— Start Dataset records —

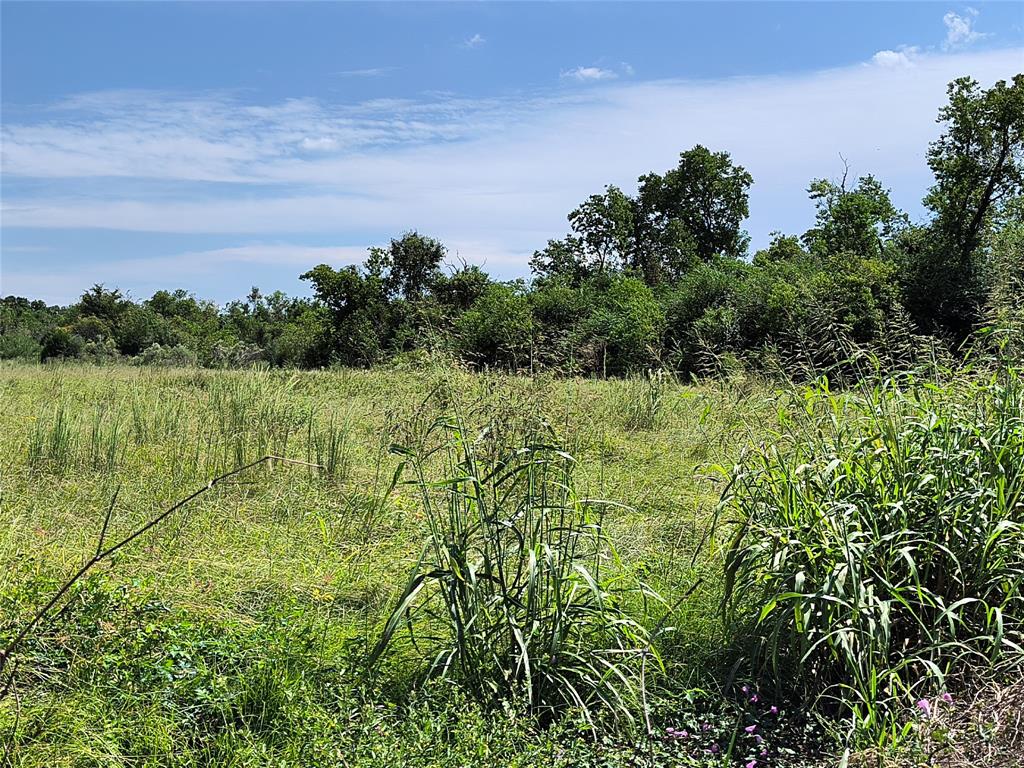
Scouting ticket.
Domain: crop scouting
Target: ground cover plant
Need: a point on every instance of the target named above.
(476, 569)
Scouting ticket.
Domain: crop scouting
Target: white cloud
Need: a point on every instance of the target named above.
(902, 57)
(320, 143)
(960, 30)
(588, 74)
(494, 179)
(371, 72)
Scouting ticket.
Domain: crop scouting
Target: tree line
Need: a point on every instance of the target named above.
(663, 278)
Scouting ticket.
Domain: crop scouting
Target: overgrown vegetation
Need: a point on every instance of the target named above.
(810, 553)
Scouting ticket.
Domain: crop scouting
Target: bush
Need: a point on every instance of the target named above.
(627, 326)
(18, 345)
(881, 544)
(498, 328)
(176, 356)
(58, 343)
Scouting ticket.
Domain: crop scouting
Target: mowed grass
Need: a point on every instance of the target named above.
(444, 568)
(236, 633)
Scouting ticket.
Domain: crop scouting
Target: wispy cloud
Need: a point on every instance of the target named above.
(589, 74)
(372, 72)
(960, 29)
(493, 178)
(904, 56)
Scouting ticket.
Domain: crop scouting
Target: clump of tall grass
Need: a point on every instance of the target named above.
(51, 440)
(518, 594)
(645, 400)
(880, 546)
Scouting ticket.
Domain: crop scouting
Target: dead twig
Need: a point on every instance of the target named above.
(102, 553)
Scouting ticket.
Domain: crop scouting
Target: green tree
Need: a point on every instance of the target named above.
(859, 221)
(498, 329)
(693, 211)
(978, 161)
(978, 164)
(357, 314)
(409, 266)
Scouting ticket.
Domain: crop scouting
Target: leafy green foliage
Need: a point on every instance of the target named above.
(880, 548)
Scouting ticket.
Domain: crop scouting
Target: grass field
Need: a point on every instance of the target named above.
(620, 608)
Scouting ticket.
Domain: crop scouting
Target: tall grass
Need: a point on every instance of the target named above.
(518, 593)
(880, 543)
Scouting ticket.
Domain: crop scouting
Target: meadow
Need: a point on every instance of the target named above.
(451, 568)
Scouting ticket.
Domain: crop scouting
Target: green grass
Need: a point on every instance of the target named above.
(480, 569)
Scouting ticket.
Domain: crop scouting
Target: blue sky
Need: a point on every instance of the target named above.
(216, 146)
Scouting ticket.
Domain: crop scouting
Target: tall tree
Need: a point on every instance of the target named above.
(409, 266)
(978, 164)
(694, 210)
(858, 221)
(978, 161)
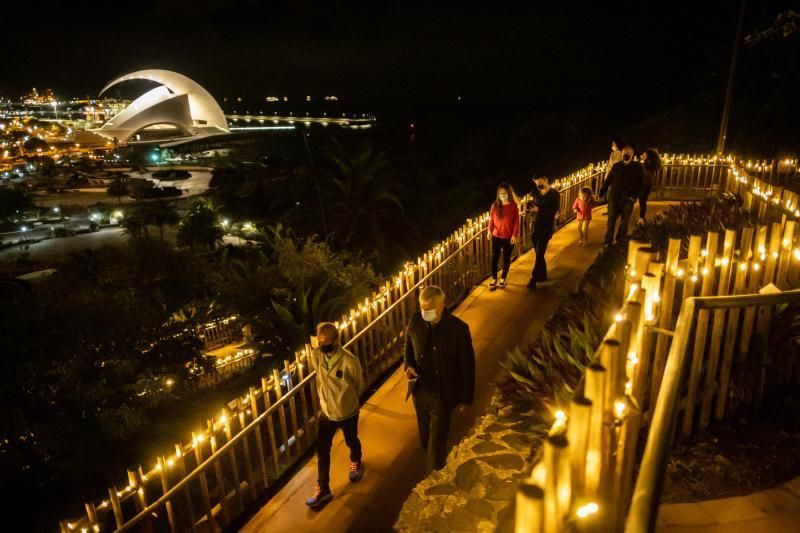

— End Dataset records —

» Task to carry out: Pull out every line from the lines above that contains the string "tree", matching case exactly.

» Task output:
Target: tree line
Target: green tree
Target: tall tree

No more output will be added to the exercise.